**Task goal**
Your copy should match the entries exactly, with no images carried over.

___ Data shown

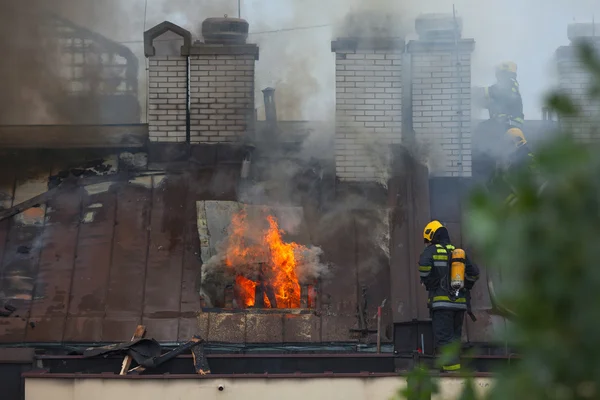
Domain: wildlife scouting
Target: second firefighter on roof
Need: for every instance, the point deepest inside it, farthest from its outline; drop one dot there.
(448, 275)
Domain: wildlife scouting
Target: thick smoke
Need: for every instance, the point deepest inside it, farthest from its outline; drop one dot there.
(38, 88)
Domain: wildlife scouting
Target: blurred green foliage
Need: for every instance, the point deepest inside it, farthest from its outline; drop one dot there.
(547, 245)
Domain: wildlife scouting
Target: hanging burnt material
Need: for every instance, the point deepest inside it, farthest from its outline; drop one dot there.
(270, 113)
(225, 30)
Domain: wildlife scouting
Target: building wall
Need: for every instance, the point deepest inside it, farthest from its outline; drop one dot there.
(167, 98)
(574, 81)
(382, 388)
(441, 103)
(368, 107)
(222, 97)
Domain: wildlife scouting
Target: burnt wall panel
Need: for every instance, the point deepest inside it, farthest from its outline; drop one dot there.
(92, 265)
(409, 195)
(446, 198)
(190, 280)
(373, 266)
(162, 296)
(25, 240)
(339, 291)
(54, 278)
(124, 302)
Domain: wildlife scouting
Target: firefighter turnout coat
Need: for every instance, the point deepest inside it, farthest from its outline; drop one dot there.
(434, 270)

______

**Expected answer**
Domain: wildlife scouting
Target: second firefighter on roof
Need: for every instance, the point deepest inside it, farthest from its outline; drop one dot there.
(448, 275)
Domain: wildlife scouting
Target: thick smoke
Need: for every instance, the point deepest inside it, farthest from its outline; drop one dot there.
(38, 88)
Domain: wildlife scouting
Target: blurred green foliage
Need: for every instance, the point deepest inside it, farthest from its outline; drop one dot there.
(547, 245)
Domain: wildlife scouting
Target: hanging burnt material
Need: for every instance, the point deepest inside it, farthest from its outline; drop one dot there.
(270, 113)
(225, 30)
Domain: wildlife scouting
Target: building wall
Need: for every instance, the point deepest inside it, farthest from its outline; drop one dot there.
(167, 98)
(574, 81)
(382, 388)
(441, 103)
(368, 107)
(222, 97)
Domain: wildlife scouting
Target: burnt wall panel
Need: for every instance, the point deepest inside it, farthest from its outline; drop one dot there.
(92, 265)
(409, 195)
(446, 198)
(190, 280)
(373, 266)
(162, 296)
(25, 240)
(339, 291)
(54, 278)
(124, 302)
Domain: wildlife scouting
Target: firefighter turnout coat
Need: for every instance, the point deepest inside it, farthest from its outline; drop one dot there.
(434, 270)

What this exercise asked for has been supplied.